#### [WHAT IS ASKED]
Return only the lines starting at the line that contains "Check that each instance of the fish dorsal" and ending with the final line of the listing; include both endpoints.

[Object pointing dataset rows]
^^^^^^^^^^^^^^^^
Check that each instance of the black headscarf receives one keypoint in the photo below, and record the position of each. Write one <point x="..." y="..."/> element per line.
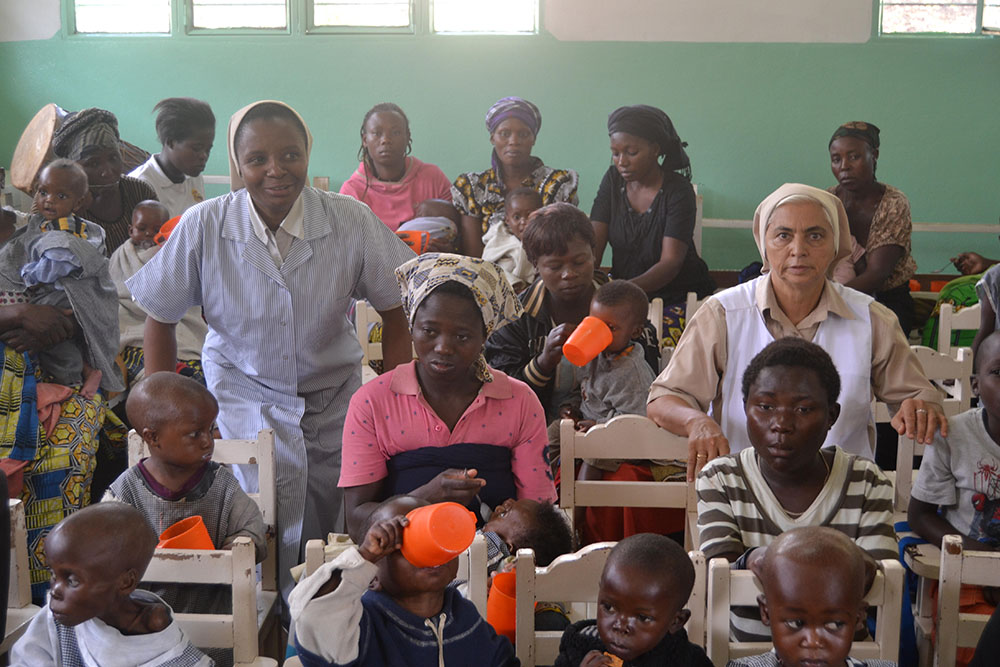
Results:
<point x="654" y="126"/>
<point x="90" y="127"/>
<point x="859" y="129"/>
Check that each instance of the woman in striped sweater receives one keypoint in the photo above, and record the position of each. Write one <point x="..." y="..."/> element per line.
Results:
<point x="788" y="479"/>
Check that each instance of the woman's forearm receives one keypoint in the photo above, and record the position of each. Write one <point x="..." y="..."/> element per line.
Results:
<point x="159" y="345"/>
<point x="674" y="414"/>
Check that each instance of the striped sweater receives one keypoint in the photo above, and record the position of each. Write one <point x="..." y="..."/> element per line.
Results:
<point x="738" y="511"/>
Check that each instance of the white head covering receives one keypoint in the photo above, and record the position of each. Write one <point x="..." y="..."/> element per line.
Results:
<point x="235" y="177"/>
<point x="831" y="205"/>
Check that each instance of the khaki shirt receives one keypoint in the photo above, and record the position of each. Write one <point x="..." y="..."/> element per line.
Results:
<point x="699" y="362"/>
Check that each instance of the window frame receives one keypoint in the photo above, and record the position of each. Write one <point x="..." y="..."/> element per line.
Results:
<point x="300" y="21"/>
<point x="980" y="31"/>
<point x="417" y="18"/>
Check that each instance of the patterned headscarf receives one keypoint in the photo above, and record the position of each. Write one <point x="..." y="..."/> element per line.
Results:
<point x="831" y="205"/>
<point x="420" y="276"/>
<point x="511" y="107"/>
<point x="655" y="126"/>
<point x="859" y="129"/>
<point x="514" y="107"/>
<point x="85" y="129"/>
<point x="235" y="176"/>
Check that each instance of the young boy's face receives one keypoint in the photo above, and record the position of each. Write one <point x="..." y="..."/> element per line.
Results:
<point x="59" y="192"/>
<point x="813" y="614"/>
<point x="986" y="381"/>
<point x="634" y="614"/>
<point x="186" y="442"/>
<point x="512" y="521"/>
<point x="517" y="210"/>
<point x="622" y="322"/>
<point x="788" y="417"/>
<point x="146" y="223"/>
<point x="81" y="588"/>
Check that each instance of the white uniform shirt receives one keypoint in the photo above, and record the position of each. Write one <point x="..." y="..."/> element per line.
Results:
<point x="177" y="197"/>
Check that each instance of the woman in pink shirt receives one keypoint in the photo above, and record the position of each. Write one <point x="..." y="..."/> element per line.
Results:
<point x="446" y="426"/>
<point x="390" y="181"/>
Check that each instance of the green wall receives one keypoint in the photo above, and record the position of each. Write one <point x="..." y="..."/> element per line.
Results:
<point x="755" y="115"/>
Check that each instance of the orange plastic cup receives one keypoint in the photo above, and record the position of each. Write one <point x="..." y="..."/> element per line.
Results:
<point x="437" y="533"/>
<point x="189" y="533"/>
<point x="588" y="340"/>
<point x="417" y="240"/>
<point x="166" y="230"/>
<point x="500" y="607"/>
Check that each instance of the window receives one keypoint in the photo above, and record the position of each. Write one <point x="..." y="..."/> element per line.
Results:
<point x="484" y="16"/>
<point x="215" y="14"/>
<point x="122" y="16"/>
<point x="299" y="17"/>
<point x="969" y="17"/>
<point x="362" y="13"/>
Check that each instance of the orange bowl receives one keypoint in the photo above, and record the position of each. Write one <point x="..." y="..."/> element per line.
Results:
<point x="437" y="533"/>
<point x="189" y="533"/>
<point x="588" y="340"/>
<point x="500" y="605"/>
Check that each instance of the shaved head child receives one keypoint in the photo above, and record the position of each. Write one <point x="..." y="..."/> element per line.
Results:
<point x="175" y="416"/>
<point x="640" y="610"/>
<point x="95" y="614"/>
<point x="814" y="580"/>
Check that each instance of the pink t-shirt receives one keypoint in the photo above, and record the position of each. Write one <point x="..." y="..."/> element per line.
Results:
<point x="395" y="202"/>
<point x="389" y="415"/>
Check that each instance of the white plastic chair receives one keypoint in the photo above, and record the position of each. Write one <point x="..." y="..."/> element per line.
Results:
<point x="656" y="319"/>
<point x="233" y="568"/>
<point x="20" y="611"/>
<point x="625" y="437"/>
<point x="950" y="320"/>
<point x="729" y="588"/>
<point x="570" y="578"/>
<point x="959" y="566"/>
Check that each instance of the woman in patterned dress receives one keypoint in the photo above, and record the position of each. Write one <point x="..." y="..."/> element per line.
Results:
<point x="513" y="124"/>
<point x="879" y="216"/>
<point x="50" y="432"/>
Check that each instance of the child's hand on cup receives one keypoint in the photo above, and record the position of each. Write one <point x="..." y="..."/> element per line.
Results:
<point x="383" y="538"/>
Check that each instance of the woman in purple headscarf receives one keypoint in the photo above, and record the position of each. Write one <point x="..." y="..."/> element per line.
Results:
<point x="513" y="124"/>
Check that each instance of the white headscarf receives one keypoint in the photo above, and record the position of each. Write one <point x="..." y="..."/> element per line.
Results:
<point x="831" y="205"/>
<point x="235" y="177"/>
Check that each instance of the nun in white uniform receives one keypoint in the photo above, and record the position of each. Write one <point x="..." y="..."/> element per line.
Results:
<point x="801" y="232"/>
<point x="276" y="266"/>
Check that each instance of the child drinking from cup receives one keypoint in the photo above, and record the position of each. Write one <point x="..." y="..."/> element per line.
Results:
<point x="371" y="606"/>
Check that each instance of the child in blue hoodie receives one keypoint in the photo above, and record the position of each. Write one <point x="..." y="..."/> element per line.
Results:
<point x="410" y="616"/>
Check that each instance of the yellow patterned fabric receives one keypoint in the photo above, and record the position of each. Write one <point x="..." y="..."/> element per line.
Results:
<point x="57" y="479"/>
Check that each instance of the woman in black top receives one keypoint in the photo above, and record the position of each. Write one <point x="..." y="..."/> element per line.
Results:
<point x="645" y="207"/>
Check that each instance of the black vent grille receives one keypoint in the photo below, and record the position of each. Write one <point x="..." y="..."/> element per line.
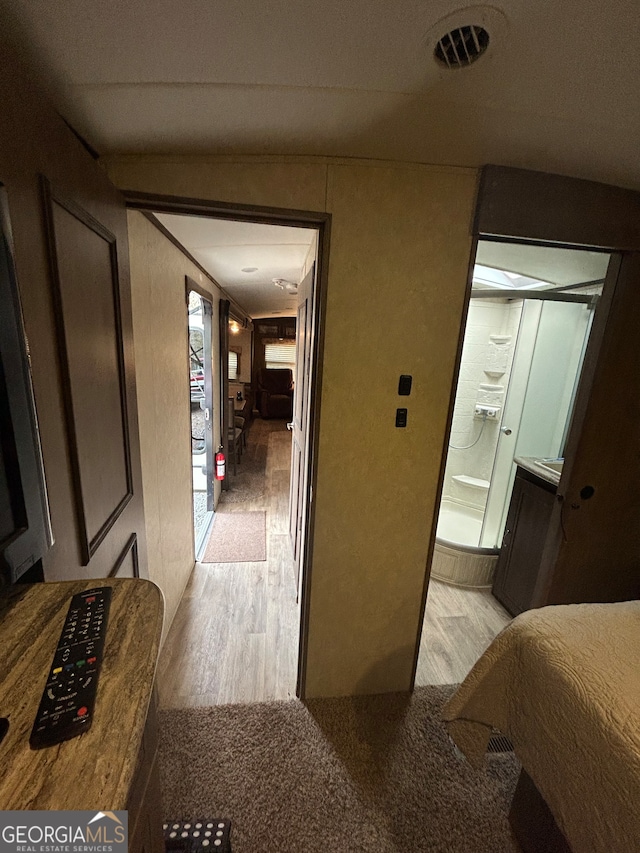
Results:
<point x="499" y="743"/>
<point x="462" y="46"/>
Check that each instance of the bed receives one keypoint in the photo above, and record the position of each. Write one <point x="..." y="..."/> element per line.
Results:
<point x="563" y="683"/>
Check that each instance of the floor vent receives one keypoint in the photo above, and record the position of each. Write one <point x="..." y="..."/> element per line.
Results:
<point x="499" y="743"/>
<point x="462" y="46"/>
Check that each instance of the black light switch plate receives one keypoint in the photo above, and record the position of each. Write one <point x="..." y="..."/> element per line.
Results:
<point x="404" y="385"/>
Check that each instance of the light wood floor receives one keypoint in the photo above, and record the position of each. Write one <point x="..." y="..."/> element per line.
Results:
<point x="458" y="626"/>
<point x="235" y="635"/>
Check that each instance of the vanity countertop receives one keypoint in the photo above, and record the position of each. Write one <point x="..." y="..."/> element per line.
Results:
<point x="529" y="464"/>
<point x="94" y="770"/>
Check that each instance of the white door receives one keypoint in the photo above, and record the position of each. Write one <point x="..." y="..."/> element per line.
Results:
<point x="300" y="423"/>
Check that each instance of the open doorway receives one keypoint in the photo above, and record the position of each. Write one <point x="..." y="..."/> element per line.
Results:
<point x="245" y="599"/>
<point x="199" y="330"/>
<point x="529" y="318"/>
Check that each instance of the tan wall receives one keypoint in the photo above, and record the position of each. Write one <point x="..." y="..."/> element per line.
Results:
<point x="400" y="243"/>
<point x="158" y="272"/>
<point x="242" y="340"/>
<point x="35" y="142"/>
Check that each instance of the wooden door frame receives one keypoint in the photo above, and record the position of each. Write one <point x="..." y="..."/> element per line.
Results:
<point x="321" y="222"/>
<point x="537" y="208"/>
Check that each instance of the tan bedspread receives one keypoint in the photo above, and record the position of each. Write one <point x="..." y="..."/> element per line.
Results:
<point x="564" y="684"/>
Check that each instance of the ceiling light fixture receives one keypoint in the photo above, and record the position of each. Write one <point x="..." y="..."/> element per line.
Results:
<point x="284" y="284"/>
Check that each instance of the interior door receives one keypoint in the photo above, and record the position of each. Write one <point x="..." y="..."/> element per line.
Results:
<point x="300" y="423"/>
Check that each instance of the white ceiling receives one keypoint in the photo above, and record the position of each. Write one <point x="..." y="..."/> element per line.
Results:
<point x="544" y="263"/>
<point x="225" y="247"/>
<point x="557" y="90"/>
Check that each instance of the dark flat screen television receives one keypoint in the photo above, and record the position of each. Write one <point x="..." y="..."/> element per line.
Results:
<point x="25" y="531"/>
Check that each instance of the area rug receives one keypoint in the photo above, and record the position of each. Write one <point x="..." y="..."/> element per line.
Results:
<point x="374" y="774"/>
<point x="237" y="537"/>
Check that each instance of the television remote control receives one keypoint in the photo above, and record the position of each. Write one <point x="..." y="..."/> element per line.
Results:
<point x="66" y="707"/>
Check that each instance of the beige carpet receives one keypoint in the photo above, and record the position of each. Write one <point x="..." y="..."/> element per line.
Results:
<point x="364" y="775"/>
<point x="237" y="537"/>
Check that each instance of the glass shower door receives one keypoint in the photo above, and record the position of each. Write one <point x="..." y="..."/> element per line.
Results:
<point x="546" y="366"/>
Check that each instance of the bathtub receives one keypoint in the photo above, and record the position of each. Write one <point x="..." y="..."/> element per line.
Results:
<point x="457" y="557"/>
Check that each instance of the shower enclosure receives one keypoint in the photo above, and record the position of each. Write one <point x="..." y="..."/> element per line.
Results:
<point x="520" y="366"/>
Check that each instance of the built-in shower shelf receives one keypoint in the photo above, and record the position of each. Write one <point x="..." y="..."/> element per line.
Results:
<point x="473" y="482"/>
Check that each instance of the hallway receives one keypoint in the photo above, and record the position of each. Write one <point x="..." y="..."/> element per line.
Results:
<point x="235" y="634"/>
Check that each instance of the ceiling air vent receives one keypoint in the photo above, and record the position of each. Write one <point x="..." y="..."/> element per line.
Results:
<point x="461" y="47"/>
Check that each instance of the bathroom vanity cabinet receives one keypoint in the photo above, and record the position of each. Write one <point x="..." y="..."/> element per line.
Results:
<point x="524" y="537"/>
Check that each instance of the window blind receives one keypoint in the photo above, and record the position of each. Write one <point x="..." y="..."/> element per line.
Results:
<point x="233" y="365"/>
<point x="282" y="354"/>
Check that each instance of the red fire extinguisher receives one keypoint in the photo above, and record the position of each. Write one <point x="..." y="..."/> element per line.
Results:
<point x="221" y="464"/>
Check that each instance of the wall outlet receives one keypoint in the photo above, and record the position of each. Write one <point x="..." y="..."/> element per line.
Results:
<point x="491" y="413"/>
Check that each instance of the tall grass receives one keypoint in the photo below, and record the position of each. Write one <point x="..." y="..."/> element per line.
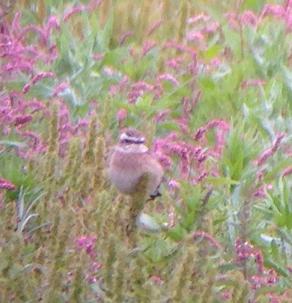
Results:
<point x="209" y="83"/>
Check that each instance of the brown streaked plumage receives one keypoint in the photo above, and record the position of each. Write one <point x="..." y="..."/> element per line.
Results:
<point x="131" y="159"/>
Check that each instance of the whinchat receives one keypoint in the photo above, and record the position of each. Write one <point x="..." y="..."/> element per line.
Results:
<point x="130" y="160"/>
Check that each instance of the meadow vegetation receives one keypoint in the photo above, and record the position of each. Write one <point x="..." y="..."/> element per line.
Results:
<point x="210" y="85"/>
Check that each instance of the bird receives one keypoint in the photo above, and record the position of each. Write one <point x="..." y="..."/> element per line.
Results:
<point x="131" y="159"/>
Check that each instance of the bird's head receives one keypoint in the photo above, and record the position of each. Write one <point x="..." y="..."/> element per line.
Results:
<point x="131" y="136"/>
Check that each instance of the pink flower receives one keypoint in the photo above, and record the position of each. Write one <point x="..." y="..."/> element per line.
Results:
<point x="124" y="37"/>
<point x="121" y="115"/>
<point x="168" y="77"/>
<point x="156" y="280"/>
<point x="23" y="119"/>
<point x="273" y="10"/>
<point x="147" y="46"/>
<point x="287" y="171"/>
<point x="98" y="56"/>
<point x="153" y="27"/>
<point x="58" y="89"/>
<point x="6" y="184"/>
<point x="173" y="185"/>
<point x="87" y="243"/>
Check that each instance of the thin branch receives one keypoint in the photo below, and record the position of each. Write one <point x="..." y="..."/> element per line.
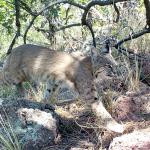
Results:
<point x="24" y="6"/>
<point x="58" y="29"/>
<point x="50" y="5"/>
<point x="133" y="36"/>
<point x="147" y="7"/>
<point x="26" y="31"/>
<point x="117" y="11"/>
<point x="18" y="25"/>
<point x="68" y="26"/>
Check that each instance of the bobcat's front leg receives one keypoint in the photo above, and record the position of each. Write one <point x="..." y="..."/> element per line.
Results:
<point x="20" y="90"/>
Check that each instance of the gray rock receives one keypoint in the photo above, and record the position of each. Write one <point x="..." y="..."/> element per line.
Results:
<point x="31" y="124"/>
<point x="139" y="140"/>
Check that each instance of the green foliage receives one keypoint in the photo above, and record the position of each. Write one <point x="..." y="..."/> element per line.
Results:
<point x="7" y="15"/>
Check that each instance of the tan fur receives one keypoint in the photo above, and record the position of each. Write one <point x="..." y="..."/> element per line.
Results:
<point x="35" y="63"/>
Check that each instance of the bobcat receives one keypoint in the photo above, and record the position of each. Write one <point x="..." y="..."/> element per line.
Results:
<point x="39" y="64"/>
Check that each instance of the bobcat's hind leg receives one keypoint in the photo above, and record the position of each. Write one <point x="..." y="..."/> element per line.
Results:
<point x="51" y="87"/>
<point x="20" y="90"/>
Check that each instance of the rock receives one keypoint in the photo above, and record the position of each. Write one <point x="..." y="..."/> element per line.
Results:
<point x="139" y="140"/>
<point x="132" y="106"/>
<point x="33" y="126"/>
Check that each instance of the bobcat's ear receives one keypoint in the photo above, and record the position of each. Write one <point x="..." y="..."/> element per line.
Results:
<point x="94" y="52"/>
<point x="106" y="49"/>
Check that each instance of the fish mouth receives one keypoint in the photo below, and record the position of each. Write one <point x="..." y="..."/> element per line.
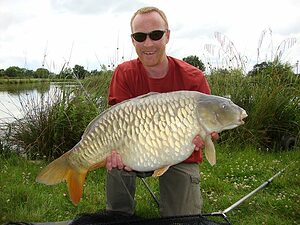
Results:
<point x="243" y="116"/>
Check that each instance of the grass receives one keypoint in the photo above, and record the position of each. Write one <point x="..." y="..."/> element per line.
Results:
<point x="237" y="173"/>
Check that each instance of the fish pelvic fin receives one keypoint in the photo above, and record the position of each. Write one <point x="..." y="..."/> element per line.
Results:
<point x="160" y="171"/>
<point x="210" y="151"/>
<point x="98" y="165"/>
<point x="60" y="170"/>
<point x="75" y="181"/>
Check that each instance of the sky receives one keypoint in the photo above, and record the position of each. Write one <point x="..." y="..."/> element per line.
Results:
<point x="92" y="33"/>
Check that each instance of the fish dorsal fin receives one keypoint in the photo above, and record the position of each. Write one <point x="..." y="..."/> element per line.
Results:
<point x="210" y="151"/>
<point x="160" y="171"/>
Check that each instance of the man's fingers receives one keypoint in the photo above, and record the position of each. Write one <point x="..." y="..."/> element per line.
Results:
<point x="198" y="142"/>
^^^^^^^^^^^^^^^^
#### [RESPONSE TO THIS EXERCISE]
Check that each instance of the fish dorsal fin receives one keypoint in the photo above, and record the position of each. Write one <point x="..." y="..."/> element per line.
Results:
<point x="210" y="151"/>
<point x="160" y="171"/>
Check that each instance of the man's fingers receives one keypoint in the photo above, and record the position of each. Write one <point x="..." y="..."/> element per line.
Results:
<point x="198" y="142"/>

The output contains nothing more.